* _文書抜粋_:

▽

■高タンパクの食事が健康に悪影響を及ぼし、寿命を縮める恐れがあることが判明
■タンパク質の過剰摂取が細胞内のたんぱく質合成の速度を上げることで、多くの欠陥タンパク質が生まれる
■特に脳の健康という点においては、「低タンパク・高糖質」の食事こそが健康長寿の秘訣になりうる
健康のため、「高タンパク・低糖質」の食事を心掛けている人は多いのではないでしょうか?中には、お米やパン、パスタなどの炭水化物系の食べ物を目の敵にようにして、避けている人もいるかもしれません。
ところが最近、「高タンパクの食事が健康に悪影響を及ぼし、寿命を縮める恐れがある」という説が発表されました。
研究を行ったのは、オーストラリアにあるSouth Australian Health & Medical Research Institute (SAHMRI)の研究チーム。論文は雑誌「Current Biology」に掲載されました。
https://www.cell.com/current-biology/fulltext/
タンパク質の過剰摂取で身体に害が…
研究チームは、毛虫やミバエを使い、タンパク質合成が行われる速度に食事がどう影響するかを調べました。その結果、タンパク質合成の速度が上昇することで多くの「エラー」が生まれ、それらが寿命の短縮に関連していることが明らかになりました。

△

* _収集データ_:
▽

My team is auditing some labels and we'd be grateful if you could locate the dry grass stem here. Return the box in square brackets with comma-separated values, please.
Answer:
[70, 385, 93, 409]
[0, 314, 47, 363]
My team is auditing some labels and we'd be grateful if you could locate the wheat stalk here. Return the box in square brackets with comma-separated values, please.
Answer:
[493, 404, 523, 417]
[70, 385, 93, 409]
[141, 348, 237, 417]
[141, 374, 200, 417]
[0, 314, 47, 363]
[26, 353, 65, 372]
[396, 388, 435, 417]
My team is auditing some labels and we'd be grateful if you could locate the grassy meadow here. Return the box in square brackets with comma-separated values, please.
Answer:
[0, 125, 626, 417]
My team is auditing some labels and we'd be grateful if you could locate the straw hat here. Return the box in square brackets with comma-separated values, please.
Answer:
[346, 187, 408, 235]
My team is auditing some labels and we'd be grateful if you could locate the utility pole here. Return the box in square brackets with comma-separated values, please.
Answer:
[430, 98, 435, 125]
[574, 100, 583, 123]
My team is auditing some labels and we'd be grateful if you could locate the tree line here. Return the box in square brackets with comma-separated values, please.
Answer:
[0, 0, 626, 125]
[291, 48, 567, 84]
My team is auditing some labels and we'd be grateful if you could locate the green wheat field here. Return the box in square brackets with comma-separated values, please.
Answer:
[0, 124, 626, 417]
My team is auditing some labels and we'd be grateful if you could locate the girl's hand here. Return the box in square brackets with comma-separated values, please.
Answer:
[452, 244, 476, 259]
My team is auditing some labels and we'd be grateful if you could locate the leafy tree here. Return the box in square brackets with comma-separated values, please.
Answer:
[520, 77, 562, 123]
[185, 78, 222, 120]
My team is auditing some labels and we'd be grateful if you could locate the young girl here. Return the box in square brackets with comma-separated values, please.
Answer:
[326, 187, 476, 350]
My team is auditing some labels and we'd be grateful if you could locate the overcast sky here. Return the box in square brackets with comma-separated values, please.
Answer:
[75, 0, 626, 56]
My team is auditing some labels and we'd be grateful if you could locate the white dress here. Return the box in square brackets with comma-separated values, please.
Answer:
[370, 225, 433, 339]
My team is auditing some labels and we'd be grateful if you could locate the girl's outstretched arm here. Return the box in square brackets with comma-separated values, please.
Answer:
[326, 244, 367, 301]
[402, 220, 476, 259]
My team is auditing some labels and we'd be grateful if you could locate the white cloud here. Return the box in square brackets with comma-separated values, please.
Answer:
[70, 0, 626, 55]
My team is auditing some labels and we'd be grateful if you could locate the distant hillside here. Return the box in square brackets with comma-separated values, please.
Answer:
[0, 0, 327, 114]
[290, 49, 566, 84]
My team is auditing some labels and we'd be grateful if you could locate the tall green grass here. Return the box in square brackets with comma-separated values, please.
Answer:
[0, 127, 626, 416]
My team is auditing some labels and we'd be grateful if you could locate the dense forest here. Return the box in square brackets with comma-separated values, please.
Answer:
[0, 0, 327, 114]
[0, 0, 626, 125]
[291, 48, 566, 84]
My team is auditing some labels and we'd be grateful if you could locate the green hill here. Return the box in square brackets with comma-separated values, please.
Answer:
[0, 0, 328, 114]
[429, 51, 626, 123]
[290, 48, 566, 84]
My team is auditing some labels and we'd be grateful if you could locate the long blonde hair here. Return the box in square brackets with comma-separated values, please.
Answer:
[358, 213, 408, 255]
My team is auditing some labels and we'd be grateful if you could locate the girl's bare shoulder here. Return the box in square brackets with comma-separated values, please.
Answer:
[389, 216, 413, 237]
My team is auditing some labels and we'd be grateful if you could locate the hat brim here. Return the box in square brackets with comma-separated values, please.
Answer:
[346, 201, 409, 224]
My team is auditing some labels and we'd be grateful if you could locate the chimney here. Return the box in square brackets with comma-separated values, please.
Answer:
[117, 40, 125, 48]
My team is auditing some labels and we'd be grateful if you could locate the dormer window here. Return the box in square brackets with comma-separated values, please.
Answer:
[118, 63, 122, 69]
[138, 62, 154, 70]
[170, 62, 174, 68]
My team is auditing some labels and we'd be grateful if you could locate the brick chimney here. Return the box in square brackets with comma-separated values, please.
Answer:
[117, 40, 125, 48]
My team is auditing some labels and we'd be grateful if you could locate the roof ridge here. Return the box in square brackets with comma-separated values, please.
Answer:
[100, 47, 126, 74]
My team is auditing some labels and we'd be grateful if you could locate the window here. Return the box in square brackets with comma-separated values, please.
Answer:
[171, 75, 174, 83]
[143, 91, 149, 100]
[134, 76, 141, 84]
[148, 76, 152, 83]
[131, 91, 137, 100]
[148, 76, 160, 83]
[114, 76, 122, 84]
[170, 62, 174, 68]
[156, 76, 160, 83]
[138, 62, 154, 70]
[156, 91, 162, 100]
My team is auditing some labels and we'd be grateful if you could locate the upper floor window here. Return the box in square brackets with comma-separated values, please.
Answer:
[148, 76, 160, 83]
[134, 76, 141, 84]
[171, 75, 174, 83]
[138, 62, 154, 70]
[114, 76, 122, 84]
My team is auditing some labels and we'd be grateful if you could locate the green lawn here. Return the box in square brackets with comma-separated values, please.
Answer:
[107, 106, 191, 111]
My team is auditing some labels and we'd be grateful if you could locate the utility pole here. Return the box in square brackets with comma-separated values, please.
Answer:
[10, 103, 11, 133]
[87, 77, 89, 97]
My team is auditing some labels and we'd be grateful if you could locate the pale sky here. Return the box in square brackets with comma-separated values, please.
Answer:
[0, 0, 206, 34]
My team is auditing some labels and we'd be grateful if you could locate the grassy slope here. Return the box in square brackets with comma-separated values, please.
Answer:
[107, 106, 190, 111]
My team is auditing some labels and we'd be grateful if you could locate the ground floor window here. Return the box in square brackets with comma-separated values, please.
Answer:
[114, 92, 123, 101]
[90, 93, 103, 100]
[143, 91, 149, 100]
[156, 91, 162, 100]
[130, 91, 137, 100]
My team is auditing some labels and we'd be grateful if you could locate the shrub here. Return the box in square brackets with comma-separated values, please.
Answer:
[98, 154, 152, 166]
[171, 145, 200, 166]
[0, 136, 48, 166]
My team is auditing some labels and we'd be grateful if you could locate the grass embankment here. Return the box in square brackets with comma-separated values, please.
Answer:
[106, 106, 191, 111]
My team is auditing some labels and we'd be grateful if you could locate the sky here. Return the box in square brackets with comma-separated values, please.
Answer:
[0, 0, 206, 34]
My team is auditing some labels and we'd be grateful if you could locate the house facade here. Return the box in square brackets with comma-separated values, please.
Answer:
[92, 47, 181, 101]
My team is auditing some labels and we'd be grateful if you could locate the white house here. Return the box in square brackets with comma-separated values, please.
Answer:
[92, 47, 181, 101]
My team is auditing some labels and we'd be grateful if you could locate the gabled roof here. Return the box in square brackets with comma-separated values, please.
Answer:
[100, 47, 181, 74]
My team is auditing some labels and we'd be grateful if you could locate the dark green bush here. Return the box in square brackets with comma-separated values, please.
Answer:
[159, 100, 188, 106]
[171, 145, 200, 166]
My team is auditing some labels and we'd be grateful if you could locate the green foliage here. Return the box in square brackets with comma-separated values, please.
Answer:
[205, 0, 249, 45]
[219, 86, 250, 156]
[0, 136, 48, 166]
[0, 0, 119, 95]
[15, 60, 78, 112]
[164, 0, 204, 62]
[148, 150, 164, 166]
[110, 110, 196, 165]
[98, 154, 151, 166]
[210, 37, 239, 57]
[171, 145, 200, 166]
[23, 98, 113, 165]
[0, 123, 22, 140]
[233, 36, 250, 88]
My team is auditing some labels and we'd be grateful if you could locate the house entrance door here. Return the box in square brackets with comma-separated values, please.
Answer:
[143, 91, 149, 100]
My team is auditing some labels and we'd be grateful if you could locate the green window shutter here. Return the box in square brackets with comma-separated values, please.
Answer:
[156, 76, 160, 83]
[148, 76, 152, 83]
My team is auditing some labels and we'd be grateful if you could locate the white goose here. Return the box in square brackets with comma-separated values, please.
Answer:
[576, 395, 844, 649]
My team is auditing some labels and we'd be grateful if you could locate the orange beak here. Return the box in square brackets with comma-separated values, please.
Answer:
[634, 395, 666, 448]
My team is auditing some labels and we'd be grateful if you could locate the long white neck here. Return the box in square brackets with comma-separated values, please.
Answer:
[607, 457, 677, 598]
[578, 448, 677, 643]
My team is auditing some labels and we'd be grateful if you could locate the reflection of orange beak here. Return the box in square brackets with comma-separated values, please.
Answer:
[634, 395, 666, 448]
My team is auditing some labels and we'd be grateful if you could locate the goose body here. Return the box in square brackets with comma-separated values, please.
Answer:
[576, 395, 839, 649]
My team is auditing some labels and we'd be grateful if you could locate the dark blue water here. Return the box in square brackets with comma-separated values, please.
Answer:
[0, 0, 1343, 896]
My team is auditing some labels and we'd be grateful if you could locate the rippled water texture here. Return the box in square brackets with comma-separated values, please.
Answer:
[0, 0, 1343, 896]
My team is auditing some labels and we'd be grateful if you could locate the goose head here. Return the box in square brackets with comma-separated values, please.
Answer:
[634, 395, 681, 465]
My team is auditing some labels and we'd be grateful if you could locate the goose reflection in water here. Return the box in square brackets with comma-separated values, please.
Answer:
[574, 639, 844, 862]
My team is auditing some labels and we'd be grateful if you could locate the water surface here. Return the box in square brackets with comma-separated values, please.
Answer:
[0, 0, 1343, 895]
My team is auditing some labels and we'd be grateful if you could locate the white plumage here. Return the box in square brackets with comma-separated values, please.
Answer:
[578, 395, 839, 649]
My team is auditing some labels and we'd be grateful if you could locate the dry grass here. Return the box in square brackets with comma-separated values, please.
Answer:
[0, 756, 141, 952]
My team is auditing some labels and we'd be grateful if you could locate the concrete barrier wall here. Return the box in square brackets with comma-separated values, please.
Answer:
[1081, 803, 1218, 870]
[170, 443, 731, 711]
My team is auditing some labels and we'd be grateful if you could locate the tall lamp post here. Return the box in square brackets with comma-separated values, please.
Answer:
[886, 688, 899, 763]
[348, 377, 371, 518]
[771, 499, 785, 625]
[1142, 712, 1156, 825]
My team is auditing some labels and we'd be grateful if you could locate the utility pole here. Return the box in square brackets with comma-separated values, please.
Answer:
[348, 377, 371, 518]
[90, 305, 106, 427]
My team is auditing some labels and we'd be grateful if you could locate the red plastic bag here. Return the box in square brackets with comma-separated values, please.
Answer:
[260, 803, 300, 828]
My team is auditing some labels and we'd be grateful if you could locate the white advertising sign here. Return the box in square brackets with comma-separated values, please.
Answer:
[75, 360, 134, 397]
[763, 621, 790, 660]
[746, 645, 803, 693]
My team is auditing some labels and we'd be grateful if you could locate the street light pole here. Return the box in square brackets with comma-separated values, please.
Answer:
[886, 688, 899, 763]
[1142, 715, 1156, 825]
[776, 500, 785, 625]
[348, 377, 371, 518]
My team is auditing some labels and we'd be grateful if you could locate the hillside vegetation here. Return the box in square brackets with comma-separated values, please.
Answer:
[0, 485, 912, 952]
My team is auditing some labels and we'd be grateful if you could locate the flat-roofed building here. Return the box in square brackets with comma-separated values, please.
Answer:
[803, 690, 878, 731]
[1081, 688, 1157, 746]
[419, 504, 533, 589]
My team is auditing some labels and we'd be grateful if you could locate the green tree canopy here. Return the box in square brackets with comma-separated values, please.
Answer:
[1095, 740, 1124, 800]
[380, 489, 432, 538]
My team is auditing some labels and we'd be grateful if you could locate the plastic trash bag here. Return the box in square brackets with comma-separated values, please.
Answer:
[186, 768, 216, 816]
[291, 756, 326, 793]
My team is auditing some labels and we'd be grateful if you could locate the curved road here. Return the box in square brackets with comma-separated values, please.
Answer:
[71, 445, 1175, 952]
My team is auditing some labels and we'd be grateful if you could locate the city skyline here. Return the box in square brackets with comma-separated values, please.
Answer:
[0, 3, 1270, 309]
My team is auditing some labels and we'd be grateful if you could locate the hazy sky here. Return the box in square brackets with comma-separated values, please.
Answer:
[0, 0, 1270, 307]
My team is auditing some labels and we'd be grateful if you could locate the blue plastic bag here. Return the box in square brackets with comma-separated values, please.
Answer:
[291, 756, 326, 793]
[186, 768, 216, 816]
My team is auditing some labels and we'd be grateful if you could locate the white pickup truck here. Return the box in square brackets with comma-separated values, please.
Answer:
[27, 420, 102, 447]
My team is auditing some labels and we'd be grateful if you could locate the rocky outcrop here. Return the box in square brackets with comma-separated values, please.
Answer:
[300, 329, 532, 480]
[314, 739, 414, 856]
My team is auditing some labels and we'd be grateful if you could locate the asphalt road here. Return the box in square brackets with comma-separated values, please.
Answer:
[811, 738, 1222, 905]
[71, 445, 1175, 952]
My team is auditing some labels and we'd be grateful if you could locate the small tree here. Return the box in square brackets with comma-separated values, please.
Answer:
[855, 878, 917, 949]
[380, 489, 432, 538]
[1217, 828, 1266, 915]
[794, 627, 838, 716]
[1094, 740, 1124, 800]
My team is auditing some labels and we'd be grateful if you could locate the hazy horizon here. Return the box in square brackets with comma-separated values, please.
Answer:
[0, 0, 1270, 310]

△

* _練習問題 1_: 高タンパク食と寿命に関する文章にある一文「ところが最近、「高タンパクの食事が健康に悪影響を及ぼし、寿命を縮める恐れがある」という説が発表されました。」を英語に訳してください。
* _練習問題 2_: 高タンパク食と寿命に関する文章の「ところが最近、「高タンパクの」から「Institute (SAHMRI)の研究チーム。論文は雑誌「Current Biology」に掲載されました。」までを、一字一句変えずに書き写してください。
上記の記録は、高タンパク食と寿命に関する文章とは別の資料です。

* _記述解答 1_: Recently, however, a theory was published stating that "a high-protein diet may harm health and shorten lifespan."

* _記述解答 2_:
ところが最近、「高タンパクの食事が健康に悪影響を及ぼし、寿命を縮める恐れがある」という説が発表されました。
研究を行ったのは、オーストラリアにあるSouth Australian Health & Medical Research Institute (SAHMRI)の研究チーム。論文は雑誌「Current Biology」に掲載されました。